(WHAT IS BEING ASKED): Edit the records below by changing every "one dot per instance" to "a single dot for each instance" and keeping everything else the same. Don't include the pictures in your version.

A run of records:
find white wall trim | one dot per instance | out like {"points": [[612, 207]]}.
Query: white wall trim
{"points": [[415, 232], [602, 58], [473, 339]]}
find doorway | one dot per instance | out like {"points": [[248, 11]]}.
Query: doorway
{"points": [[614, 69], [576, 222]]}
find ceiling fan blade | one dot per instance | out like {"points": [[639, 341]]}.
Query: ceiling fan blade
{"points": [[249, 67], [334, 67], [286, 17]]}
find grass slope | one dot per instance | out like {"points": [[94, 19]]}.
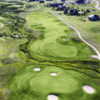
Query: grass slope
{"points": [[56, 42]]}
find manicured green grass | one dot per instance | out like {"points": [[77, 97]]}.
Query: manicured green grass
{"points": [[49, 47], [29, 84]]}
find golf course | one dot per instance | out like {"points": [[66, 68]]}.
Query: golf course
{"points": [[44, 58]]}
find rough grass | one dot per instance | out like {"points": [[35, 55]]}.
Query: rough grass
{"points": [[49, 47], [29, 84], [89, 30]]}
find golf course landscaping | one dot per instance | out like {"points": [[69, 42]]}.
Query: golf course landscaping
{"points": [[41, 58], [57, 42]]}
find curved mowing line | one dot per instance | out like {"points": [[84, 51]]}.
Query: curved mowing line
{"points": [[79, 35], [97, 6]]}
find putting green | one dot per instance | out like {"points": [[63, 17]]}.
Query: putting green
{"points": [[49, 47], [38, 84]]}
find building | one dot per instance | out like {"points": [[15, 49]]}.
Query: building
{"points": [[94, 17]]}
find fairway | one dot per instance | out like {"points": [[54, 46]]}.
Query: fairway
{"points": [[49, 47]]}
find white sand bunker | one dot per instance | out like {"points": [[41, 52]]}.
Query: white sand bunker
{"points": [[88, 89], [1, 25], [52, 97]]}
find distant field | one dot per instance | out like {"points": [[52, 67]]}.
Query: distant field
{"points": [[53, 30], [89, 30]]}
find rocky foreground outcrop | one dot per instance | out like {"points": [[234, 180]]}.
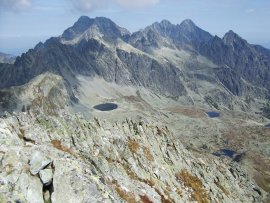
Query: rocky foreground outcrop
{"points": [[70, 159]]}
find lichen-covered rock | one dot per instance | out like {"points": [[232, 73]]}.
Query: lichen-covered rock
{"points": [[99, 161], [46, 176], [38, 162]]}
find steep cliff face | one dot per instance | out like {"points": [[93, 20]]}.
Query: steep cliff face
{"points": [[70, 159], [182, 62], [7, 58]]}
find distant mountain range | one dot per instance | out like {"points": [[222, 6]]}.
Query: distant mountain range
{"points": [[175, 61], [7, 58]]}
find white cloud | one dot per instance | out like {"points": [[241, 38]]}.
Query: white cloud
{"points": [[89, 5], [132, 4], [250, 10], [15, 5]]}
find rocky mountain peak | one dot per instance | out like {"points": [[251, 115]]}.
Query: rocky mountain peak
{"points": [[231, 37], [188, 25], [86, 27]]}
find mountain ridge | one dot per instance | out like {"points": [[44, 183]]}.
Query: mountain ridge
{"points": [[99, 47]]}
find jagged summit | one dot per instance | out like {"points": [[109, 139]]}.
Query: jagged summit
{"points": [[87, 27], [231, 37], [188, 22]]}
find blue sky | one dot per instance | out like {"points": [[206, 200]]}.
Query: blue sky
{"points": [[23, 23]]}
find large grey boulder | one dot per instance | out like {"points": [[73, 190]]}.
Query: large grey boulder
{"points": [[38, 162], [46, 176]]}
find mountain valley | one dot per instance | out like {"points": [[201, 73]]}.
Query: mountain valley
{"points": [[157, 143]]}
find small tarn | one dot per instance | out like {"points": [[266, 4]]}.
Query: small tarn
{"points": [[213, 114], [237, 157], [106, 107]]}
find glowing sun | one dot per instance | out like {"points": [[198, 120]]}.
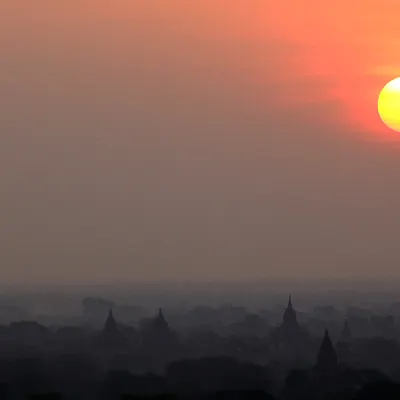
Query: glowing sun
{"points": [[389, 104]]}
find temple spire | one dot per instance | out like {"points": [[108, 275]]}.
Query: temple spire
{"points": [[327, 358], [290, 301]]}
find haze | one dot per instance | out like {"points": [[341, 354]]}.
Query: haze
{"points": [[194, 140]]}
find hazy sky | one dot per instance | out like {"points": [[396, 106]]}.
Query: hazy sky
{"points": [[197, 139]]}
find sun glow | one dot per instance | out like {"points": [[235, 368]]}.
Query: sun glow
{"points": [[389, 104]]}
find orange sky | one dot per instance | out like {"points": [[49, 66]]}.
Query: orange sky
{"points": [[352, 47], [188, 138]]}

(REPLY):
find white wall trim | a single dot for each instance | out like {"points": [[612, 207]]}.
Query: white wall trim
{"points": [[415, 232], [602, 58], [473, 339]]}
find doorway | a single dot for each instance | out like {"points": [[248, 11]]}.
Query: doorway
{"points": [[614, 69], [576, 222]]}
find ceiling fan blade | a single dot for each instance | out like {"points": [[639, 341]]}.
Query: ceiling fan blade
{"points": [[249, 67], [334, 67], [286, 17]]}
find grass slope | a single dot for each instance | out like {"points": [[94, 19]]}.
Query: grass slope
{"points": [[56, 42]]}
find manicured green grass | a single dot for each instance | out like {"points": [[77, 97]]}.
Query: manicured green grass
{"points": [[49, 47], [29, 84]]}
find golf course | a single dot for each instance | out like {"points": [[66, 68]]}.
Query: golf course
{"points": [[44, 58]]}
find rough grass | a single dot for each instance | out like {"points": [[35, 55]]}.
Query: rough grass
{"points": [[49, 47], [29, 84], [89, 30]]}
find golf course landscaping | a single dot for each instance | out like {"points": [[69, 42]]}.
Query: golf course landscaping
{"points": [[41, 58], [57, 42]]}
find curved mowing line | a single dot for each instance | out like {"points": [[84, 51]]}.
Query: curved mowing line
{"points": [[79, 35], [97, 6]]}
find putting green | a single dot for each instance | out like {"points": [[63, 17]]}.
Query: putting green
{"points": [[49, 47], [38, 84]]}
find building | a single dot for each instance | out like {"points": [[15, 49]]}.
Query: building
{"points": [[94, 17]]}
find fairway | a single dot for each instance | out like {"points": [[54, 46]]}.
Query: fairway
{"points": [[49, 47]]}
find white sand bunker | a single dot for each instance | out like {"points": [[41, 52]]}.
Query: white sand bunker
{"points": [[88, 89], [1, 25], [52, 97]]}
find distant field | a single dot for each instance | out like {"points": [[52, 67]]}.
Query: distant field
{"points": [[53, 30], [89, 30]]}
find rocky foreground outcrop | a single dot for each instance | out like {"points": [[234, 180]]}.
Query: rocky foreground outcrop
{"points": [[70, 159]]}
find lichen-covered rock | a single dot for each instance | out like {"points": [[232, 73]]}.
Query: lichen-covered rock
{"points": [[99, 161], [46, 176], [38, 162]]}
find steep cliff face | a single dot for each instance | out like {"points": [[93, 20]]}.
Query: steep cliff face
{"points": [[70, 159], [182, 62], [7, 58]]}
find distant mountain range | a single dot for each instance | out like {"points": [[222, 6]]}.
Query: distant mountain range
{"points": [[175, 61], [7, 58]]}
find white cloud | a single dot for each instance | out like {"points": [[241, 38]]}.
Query: white cloud
{"points": [[89, 5], [132, 4], [250, 10], [15, 5]]}
find rocky mountain peak | a single dot for each instance | out like {"points": [[251, 115]]}.
Query: rocky mountain peak
{"points": [[231, 37], [188, 25], [86, 27]]}
find mountain ridge | a single dot for each instance | out like {"points": [[44, 183]]}.
Query: mountain ridge
{"points": [[99, 47]]}
find jagged summit | a single dot for each instance | out like {"points": [[109, 139]]}.
Query: jagged summit
{"points": [[87, 27], [231, 37], [188, 22]]}
find blue sky | a single dot for each instance | out like {"points": [[206, 200]]}.
Query: blue sky
{"points": [[23, 23]]}
find large grey boulder | a single dot for each instance | out like {"points": [[73, 190]]}.
Query: large grey boulder
{"points": [[38, 162], [46, 176]]}
find mountain valley | a single dot for each instance | out like {"points": [[201, 73]]}.
Query: mountain valley
{"points": [[157, 143]]}
find small tarn | a single dot for each instance | out like {"points": [[266, 4]]}.
Query: small tarn
{"points": [[213, 114], [237, 157], [106, 107]]}
find glowing sun | a single dot for each instance | out like {"points": [[198, 120]]}.
Query: glowing sun
{"points": [[389, 104]]}
find temple spire | a single dot for each instance | out like {"points": [[108, 275]]}.
Query: temple spire
{"points": [[327, 358], [290, 301]]}
find haze | a single dot for each instance | out like {"points": [[341, 354]]}.
Query: haze
{"points": [[194, 140]]}
find hazy sky | a single dot for each instance | out like {"points": [[396, 106]]}.
Query: hazy sky
{"points": [[197, 139]]}
find sun glow | a single dot for each instance | out like {"points": [[235, 368]]}.
Query: sun glow
{"points": [[389, 104]]}
find orange sky | a single dot for each instance | out like {"points": [[49, 66]]}.
Query: orange sky
{"points": [[352, 47], [188, 138]]}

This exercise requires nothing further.